▶ [Problem details]:
Quote word for word the lines of the material below, from the line containing "locate the dark suv in the photo above." through the end of the material, including both ends. Leave the pictures out.
** Start Records for the task **
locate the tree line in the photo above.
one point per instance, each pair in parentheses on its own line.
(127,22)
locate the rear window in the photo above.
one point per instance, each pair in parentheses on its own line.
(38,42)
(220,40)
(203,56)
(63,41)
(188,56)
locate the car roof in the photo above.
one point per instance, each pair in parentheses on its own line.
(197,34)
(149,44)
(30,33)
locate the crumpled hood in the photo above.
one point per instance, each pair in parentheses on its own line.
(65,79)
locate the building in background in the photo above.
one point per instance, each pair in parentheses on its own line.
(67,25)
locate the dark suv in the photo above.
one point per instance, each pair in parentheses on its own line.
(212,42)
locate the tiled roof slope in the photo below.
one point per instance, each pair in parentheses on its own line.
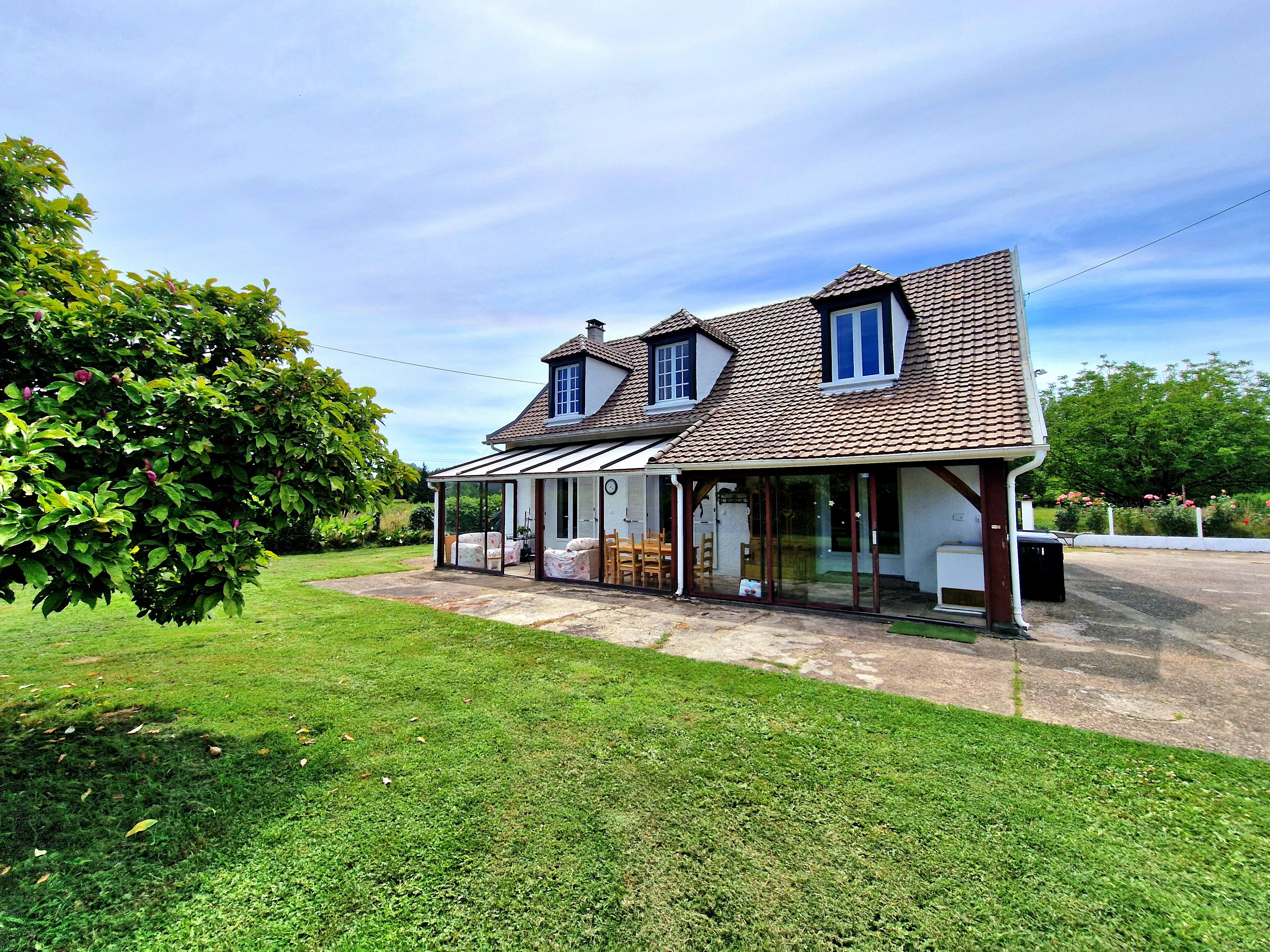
** End Records for the task **
▶ [Answer to this exercise]:
locate the dark suv in the photo above.
one point per instance, each pair in parentheses on its own line.
(212,42)
locate the tiled roof slope in the photo below.
one point per instance, each pair in parentheses on its own line.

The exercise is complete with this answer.